*PROBLEM TO WORK ON:* Return every line from the items below that contains the string "face", copied unchanged.

Start DATASET EXTRACT

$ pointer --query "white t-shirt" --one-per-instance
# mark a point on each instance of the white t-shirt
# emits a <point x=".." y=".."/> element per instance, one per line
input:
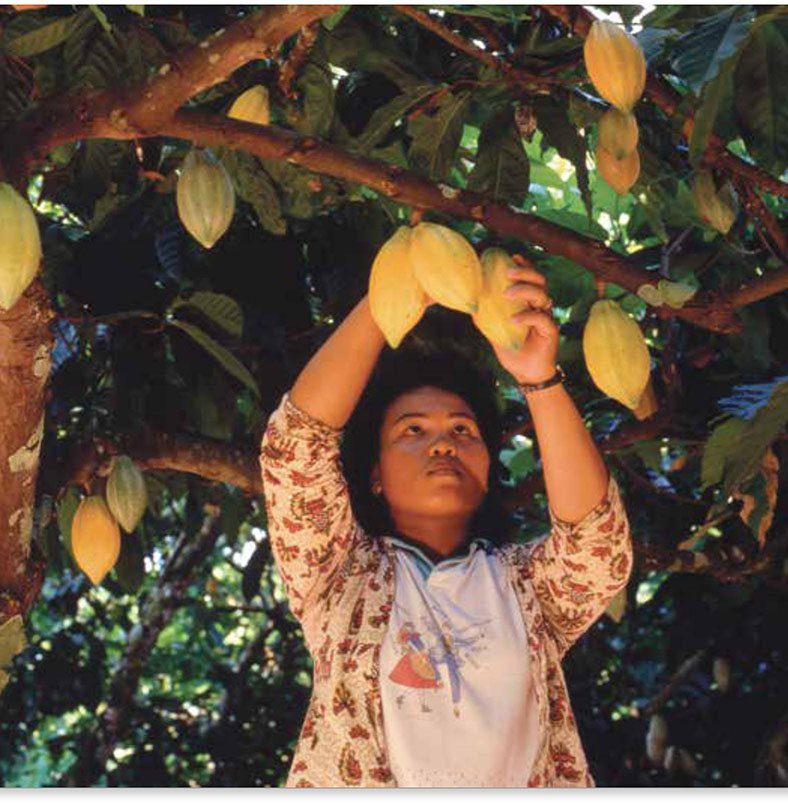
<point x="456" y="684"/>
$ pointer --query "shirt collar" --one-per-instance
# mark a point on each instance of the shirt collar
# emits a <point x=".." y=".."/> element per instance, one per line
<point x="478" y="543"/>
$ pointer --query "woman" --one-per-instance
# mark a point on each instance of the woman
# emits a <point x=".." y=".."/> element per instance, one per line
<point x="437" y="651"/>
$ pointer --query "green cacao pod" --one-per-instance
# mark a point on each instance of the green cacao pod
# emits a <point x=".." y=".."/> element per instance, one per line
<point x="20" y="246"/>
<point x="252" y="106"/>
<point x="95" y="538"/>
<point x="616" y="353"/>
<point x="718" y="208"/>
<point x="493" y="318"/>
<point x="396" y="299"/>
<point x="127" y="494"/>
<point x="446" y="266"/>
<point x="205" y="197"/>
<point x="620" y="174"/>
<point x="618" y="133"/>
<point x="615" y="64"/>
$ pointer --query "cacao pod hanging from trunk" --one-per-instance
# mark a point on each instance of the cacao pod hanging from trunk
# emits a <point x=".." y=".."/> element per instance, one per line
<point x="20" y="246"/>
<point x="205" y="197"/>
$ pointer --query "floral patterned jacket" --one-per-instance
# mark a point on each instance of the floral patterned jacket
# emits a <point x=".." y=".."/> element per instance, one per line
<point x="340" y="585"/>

End DATASET EXTRACT
Start DATASET EXTRACT

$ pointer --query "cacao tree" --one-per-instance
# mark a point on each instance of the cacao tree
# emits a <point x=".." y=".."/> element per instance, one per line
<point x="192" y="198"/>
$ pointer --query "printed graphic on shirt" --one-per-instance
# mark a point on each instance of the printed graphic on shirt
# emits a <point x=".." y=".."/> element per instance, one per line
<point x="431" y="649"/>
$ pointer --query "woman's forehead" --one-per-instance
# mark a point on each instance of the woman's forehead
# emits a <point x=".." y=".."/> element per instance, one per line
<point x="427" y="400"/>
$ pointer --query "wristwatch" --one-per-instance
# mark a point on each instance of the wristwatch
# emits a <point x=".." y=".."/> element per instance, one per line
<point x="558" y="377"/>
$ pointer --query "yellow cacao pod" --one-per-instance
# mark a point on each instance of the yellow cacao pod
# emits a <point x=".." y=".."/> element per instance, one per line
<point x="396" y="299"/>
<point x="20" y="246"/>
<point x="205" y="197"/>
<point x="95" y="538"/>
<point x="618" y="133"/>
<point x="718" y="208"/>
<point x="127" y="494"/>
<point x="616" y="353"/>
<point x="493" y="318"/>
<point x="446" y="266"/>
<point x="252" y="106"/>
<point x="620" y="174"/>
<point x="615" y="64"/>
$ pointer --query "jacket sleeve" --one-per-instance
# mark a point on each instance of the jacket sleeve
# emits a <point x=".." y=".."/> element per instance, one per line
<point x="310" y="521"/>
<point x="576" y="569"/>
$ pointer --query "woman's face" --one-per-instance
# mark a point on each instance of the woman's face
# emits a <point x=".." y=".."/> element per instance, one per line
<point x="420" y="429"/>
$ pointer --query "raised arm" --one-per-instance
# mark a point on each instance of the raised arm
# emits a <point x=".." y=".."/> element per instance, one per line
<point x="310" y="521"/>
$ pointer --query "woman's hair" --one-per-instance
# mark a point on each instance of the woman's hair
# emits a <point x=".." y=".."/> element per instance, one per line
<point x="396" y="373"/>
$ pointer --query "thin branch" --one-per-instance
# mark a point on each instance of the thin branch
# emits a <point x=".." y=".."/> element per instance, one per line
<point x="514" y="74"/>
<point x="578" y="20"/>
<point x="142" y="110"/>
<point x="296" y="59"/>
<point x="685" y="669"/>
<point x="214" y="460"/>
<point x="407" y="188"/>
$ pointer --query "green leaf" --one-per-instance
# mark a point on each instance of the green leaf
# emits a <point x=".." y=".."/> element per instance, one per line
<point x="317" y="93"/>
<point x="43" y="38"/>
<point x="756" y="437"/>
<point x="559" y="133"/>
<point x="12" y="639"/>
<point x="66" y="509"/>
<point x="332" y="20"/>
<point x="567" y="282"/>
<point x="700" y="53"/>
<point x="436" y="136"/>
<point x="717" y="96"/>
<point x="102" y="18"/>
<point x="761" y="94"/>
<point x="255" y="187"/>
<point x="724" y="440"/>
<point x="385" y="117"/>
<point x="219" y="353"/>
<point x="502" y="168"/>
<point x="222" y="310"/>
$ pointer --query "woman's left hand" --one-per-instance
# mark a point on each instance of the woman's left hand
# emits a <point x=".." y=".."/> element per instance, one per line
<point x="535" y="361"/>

End DATASET EXTRACT

*EXERCISE SOLUTION:*
$ pointer --query "woman's face" --one-per-instance
# mark a point on each instance of the woman's face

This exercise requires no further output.